MAY 19, 1937.-Committed to the Committee of the Whole House on the state of the Union and ordered to be printed

Mr. COFFEE of Washington, from the Committee on Claims, submitted the following

REPORT

[To accompany H. R. 3058]

The Committee on Claims, to whom was referred the bill (H. R. 3058) for the relief of former employees of the Federal Subsistence Homesteads Corporations, having considered the same, report thereon with the recommendation that it do pass.

STATEMENT OF FACTS

The bill provides that in the case of any person who was employed by any corporation, all of the stock of which was owned by the Federal Subsistence Homesteads Corporation of Delaware, and who was transferred to a position in the Department of the Interior with the same or substantially similar duties but at an increase in his rate of compensation, if there have been heretofore withheld or deducted from any amounts otherwise payable to such person out of Government funds, any amount on account of any payment of salary to such person, disallowed or held to have been illegally made under any decision of the Comptroller that such transfer to such position in the Department of the Interior constitute an administrative promotion within the provisions of section 7, as amended and extended, of the TreasuryPost Office Appropriation Act, fiscal year 1934, the Secretary of the Treasury is directed to pay a sum equal to the amount so withheld or deducted. Section 2 of the bill relieves from any liability, to refund or pay to the Government or otherwise discharge, any such amounts, each person referred to in section 1, and each disbursing officer who made said payments of salary referred to in said section.

These claims arise out of a misinterpretation of the law. The subsistence homesteads program was provided for by section 208 of title

II of the National Industrial Recovery Act of June 16, 1934 (48 Stat. 205). The President delegated his authority thereunder to the Secretary of the Interior, who directed the formation of the Federal Subsistence Homesteads Corporation of Delaware. This was a Government corporation and all of the stock was held by the Secretary of the Interior in trust for the United States. The Attorney General of the United States suggested the formation of said corporation for the purpose of carrying on the subsistence homesteads projects.

Under this plan, separate subsidiary corporations were organized for each homestead project undertaken. There were about 30 of them, and although their directors were made up of local residents, their entire stock was owned and held by the Federal corporation. These subsidiary corporations hired the necessary personnel to carry out the projects. Some of the persons so hired were employed at salaries below those provided for in corresponding Government positions, inasmuch as it was believed they would never be considered employees of the Government. Later, however, it became necessary to direct the activities of the corporations from Washington, and a number of the employees were given Government appointments in the Interior Department and the salaries of a good many of them were raised to correspond with salaries of the positions to which they were appointed. When these changes were made the Economy Act of March 3, 1933 (47 Stat. 1515) was still in force and the Comptroller General held that the Subsistence Homesteads corporations were Federal agencies in the "civil branch of the United States Government" within the meaning of the Economy Act. The act prohibited administrative promotions, and the Comptroller General therefore held that these appointments by the Secretary of the Interior and increases in compensation were in contravention of the law. He disallowed payments that were made by the disbursing officers, and the money was either collected back from the payees by the disbursing officers or deducted from salaries that were due.

* _JOB 1_: Write out the report word for word, from "Mr. COFFEE of" up to and including "it do pass.".
* _JOB 2_: Count the lines in the entries that contain the word "wispy", and reply with the number alone.
The report and the entries have nothing to do with each other.

* _Position identification records_:
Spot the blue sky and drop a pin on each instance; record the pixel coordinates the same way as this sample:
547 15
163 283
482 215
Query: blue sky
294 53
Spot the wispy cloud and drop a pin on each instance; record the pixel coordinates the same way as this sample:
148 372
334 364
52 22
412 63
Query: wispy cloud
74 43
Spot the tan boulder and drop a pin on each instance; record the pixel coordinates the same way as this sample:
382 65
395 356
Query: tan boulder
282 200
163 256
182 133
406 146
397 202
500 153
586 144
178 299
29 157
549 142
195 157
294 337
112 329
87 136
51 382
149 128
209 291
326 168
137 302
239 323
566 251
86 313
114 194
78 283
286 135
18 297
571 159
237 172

--

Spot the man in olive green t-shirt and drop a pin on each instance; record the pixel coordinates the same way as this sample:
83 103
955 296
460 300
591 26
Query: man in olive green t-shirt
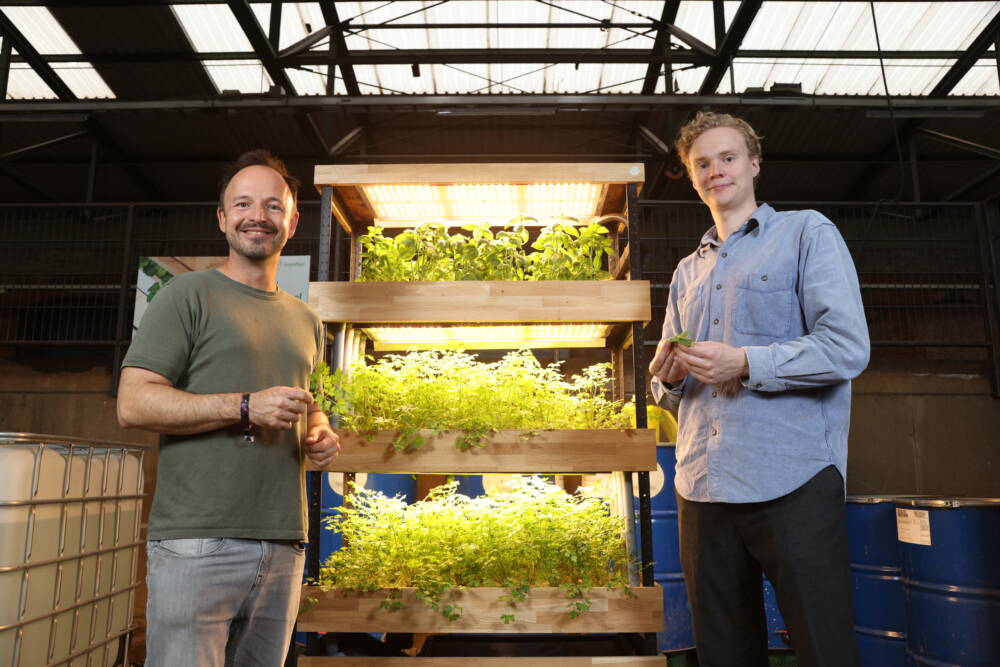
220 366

* _COMPLETE RESPONSE 1_:
Mr. COFFEE of Washington, from the Committee on Claims, submitted the following

REPORT

[To accompany H. R. 3058]

The Committee on Claims, to whom was referred the bill (H. R. 3058) for the relief of former employees of the Federal Subsistence Homesteads Corporations, having considered the same, report thereon with the recommendation that it do pass.

* _COMPLETE RESPONSE 2_: 2